## Data extracted from a collection
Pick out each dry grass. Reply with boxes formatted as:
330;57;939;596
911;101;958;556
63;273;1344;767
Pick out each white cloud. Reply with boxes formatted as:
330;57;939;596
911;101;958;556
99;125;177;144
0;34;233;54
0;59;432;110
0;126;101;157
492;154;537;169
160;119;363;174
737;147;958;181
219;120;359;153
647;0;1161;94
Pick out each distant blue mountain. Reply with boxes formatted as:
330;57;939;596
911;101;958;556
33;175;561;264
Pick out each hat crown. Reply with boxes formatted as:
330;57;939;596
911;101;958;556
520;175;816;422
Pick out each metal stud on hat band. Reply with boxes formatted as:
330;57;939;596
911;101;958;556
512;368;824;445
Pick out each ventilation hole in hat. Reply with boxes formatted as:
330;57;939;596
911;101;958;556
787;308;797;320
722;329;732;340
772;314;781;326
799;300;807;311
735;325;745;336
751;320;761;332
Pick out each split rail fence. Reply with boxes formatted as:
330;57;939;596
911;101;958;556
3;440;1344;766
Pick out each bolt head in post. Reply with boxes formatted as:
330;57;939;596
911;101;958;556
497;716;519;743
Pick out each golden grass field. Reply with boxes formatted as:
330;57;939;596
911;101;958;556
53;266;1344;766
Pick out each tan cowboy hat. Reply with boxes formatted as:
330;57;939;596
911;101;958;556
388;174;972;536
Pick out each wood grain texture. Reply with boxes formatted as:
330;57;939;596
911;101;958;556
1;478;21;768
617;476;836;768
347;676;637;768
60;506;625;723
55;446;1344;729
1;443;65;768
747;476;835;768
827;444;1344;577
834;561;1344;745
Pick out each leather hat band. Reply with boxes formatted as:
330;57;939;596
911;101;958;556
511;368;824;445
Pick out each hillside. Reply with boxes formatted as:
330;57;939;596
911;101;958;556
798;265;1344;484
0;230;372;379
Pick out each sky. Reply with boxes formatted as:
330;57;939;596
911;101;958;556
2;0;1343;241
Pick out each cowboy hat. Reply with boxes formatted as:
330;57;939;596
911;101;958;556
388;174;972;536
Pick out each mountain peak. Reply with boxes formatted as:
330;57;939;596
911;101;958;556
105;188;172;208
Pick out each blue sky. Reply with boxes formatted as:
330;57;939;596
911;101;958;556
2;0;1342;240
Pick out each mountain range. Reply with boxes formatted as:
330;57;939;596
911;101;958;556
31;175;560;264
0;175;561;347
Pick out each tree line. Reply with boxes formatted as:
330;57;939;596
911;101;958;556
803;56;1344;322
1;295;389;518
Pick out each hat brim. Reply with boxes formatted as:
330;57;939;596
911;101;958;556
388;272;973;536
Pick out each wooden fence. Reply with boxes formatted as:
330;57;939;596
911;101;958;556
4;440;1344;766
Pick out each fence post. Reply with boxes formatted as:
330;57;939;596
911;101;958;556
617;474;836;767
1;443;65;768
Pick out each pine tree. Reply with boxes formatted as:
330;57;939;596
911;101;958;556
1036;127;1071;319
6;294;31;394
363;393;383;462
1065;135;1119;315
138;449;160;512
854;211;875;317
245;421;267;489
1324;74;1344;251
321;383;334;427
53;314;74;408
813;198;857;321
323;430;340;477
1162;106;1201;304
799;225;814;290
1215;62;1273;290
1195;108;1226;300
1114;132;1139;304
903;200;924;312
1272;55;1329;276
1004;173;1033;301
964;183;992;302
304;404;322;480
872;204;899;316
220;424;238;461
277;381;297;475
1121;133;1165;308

## Exercise directions
Scan the entries above for the string "grass", and copy every line where it turns up.

## Response area
Pick out each dry grass. Reply with boxes formatted as:
Pick out each golden grass field. Reply with boxes formatted as:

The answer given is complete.